_TRECHO:_

________________________

Contornos surgem do toque dos pincéis na tela e ganham movimento no corpo humano. Enquanto as mãos da artista visual Isabella Abreu transformam a finitude dos momentos em arte, o olhar da fotógrafa Sarah Outeiro traduz intimidade e sensibilidade.
Ainda dando os primeiros passos, “Furta Corpo” é resultado do encontro de duas jovens com trabalhos diferentes, mas que têm a mesma veia artística. A sincronia é tanta, que a primeira impressão de quem encara a tela do celular, aberta no Instagram do projeto, acha que fotografia e pintura foram feitas por uma única pessoa, sem nem imaginar que o encontro só aconteceu para colocar a ideia em prática.
Mesmo sem saber exatamente como explicar de onde surgiu o “Furta Corpo”, Isabella descreve o projeto parafraseando o pintor belga Michel Seuphor: “Onde o sonho se torna pensamento, onde o traço se torna existência”. Para ela, a criação foi uma construção bem mais subliminar, vinda do conjunto de vivências colecionadas, como o próprio nome inspirado nas obras de Clarice Lispector, estudadas pela artista há muito tempo, durante a construção de personagens em uma peça que “não foi para frente, mas a leitura ficou”.
Sarah hoje vive em São Paulo e já tem um portfólio consolidado na fotografia artística, o que deixou Isabella com um frio na barriga na hora do convite para o projeto, que aconteceu de maneira totalmente descontraída em frente ao antigo Drama bar.
“Eu tinha tentado uma vez fazer sozinha e tirar as fotos, mas meu negócio é a pintura. Foi uma experiência que senti a necessidade de registrar. Eu fiz com uma amiga e não deu muito certo, então mostrei para uma amiga que também fotografa na hora em que a Sarah estava passando e ela me disse: Se você quer fazer isso, precisa ser com a Sarah. Foi quando começamos a conversar e o que nos aproximou, hoje a Sarinha é uma irmã do coração”, relata.
Para Sarah, a identificação com a proposta artística e experimental foi quase instantânea. “Minha fotografia tem muito a ver com experimentos e mistura do digital e manual. Então quando veio a proposta e ideia da Isabella eu só entrei dentro. Gosto da ideia de transformar as fotos e as pessoas em obra de arte também é sentimental e humano”, conta.
“Acho que vivemos em um momento em que as coisas estão muito distantes, os contatos sociais, e eu acho bonito trazer algo íntimo. Intimidade dos olhares entre mim, a sarah, e a pessoa que posa como modelo. Acho que é tentar expressar uma coisa meio singela, de personalidade. Na minha cabeça pelo menos, é expressão”, traduz Isabella.
Em cada palheta de cores, Isabella busca traduzir a personalidade de cada pessoa (Foto: Sarah Outeiro)
Em cada palheta de cores, Isabella busca traduzir a personalidade de cada pessoa (Foto: Sarah Outeiro)

________________________

_DADOS FORNECIDOS:_
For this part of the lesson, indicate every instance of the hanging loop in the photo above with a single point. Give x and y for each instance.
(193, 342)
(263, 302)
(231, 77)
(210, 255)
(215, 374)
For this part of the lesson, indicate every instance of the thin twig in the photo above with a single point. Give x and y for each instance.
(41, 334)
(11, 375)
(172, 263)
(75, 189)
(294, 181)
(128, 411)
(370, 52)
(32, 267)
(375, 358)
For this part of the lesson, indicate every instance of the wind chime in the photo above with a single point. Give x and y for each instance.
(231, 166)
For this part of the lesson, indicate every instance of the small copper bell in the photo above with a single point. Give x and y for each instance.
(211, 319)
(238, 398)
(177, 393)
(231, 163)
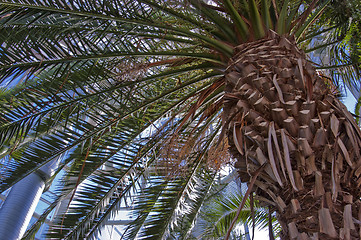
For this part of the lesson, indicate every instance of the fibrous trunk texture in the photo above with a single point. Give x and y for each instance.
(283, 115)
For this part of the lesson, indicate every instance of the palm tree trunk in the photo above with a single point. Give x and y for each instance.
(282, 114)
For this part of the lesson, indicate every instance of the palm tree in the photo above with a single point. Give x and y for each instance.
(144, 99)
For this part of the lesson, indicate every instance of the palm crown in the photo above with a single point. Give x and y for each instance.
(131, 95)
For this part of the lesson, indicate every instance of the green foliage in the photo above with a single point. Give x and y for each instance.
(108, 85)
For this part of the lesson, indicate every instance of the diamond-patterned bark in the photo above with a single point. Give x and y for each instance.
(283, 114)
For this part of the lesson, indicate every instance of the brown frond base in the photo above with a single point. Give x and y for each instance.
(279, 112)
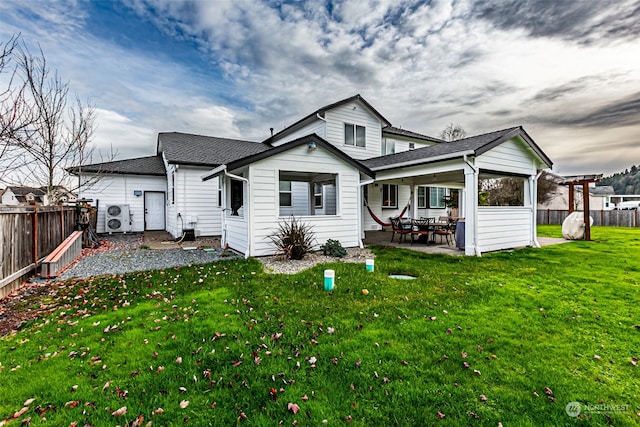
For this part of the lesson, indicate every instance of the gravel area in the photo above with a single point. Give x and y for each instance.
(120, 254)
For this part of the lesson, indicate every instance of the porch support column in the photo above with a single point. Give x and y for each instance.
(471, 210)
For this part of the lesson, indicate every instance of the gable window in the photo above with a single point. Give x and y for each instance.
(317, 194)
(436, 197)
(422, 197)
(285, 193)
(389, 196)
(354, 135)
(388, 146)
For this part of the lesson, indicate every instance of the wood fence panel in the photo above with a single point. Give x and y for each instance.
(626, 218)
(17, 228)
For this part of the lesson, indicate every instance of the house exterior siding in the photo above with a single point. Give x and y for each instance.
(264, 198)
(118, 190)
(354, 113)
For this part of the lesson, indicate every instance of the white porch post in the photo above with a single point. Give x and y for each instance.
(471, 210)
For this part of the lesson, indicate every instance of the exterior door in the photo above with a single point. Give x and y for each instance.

________________________

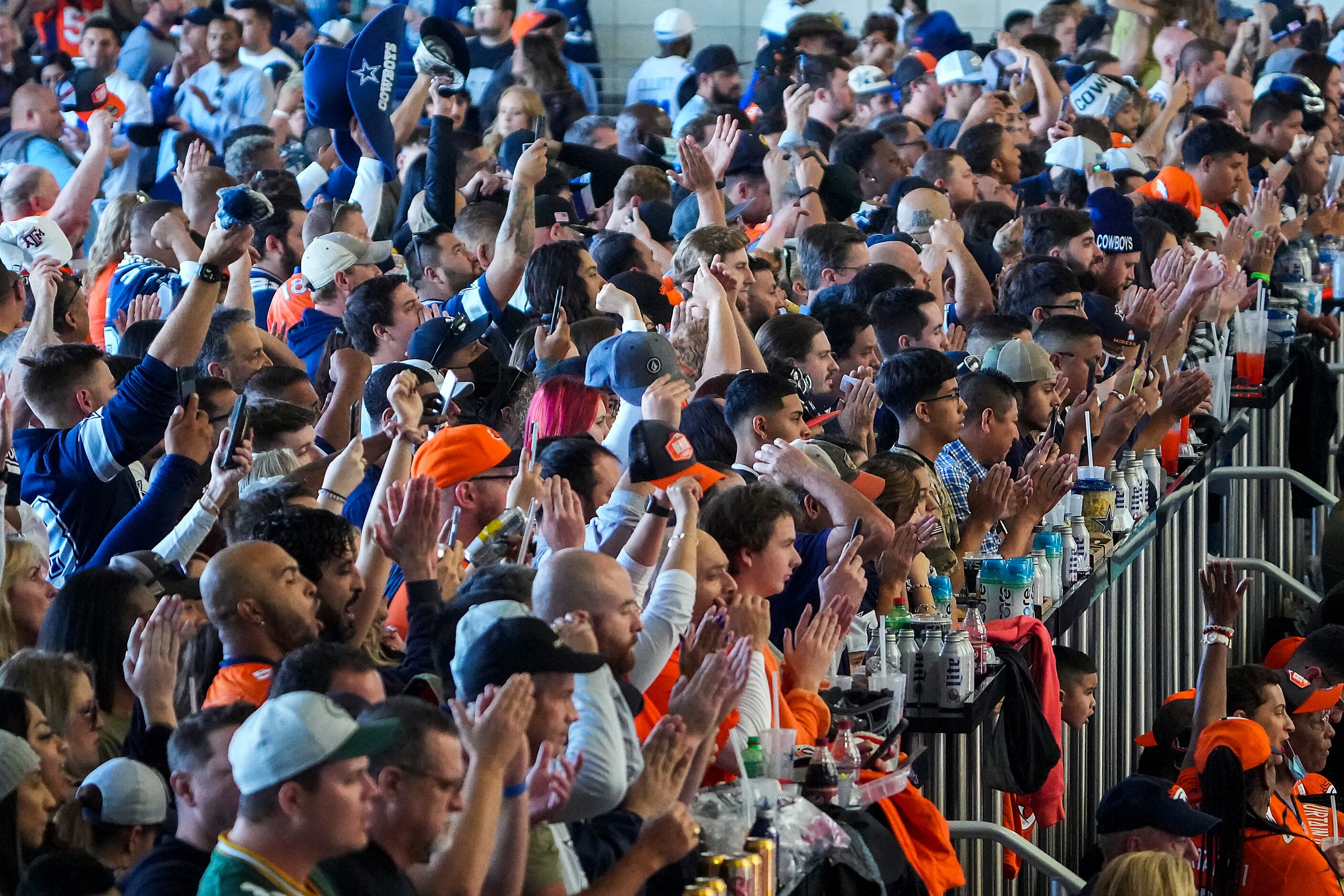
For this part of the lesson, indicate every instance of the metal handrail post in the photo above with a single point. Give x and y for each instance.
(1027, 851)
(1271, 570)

________________________

_TAREFAS E EXERCÍCIOS:_
**a.** Diga se cada afirmação a seguir concorda com o trecho, respondendo sim ou não e citando literalmente as palavras do trecho que decidem: (i) Sarah mora atualmente em São Paulo; (ii) o nome do projeto foi inspirado nas obras de um pintor belga; (iii) a tentativa de Isabella de fazer as fotos com uma amiga deu certo.
**b.** Informe somente a quantidade de linhas das entradas que contêm a palavra "post".

_RESULTADOS EM ORDEM:_
**a.**
(i) Sim: "Sarah hoje vive em São Paulo".
(ii) Não: "como o próprio nome inspirado nas obras de Clarice Lispector".
(iii) Não: "Eu fiz com uma amiga e não deu muito certo".

**b.** 2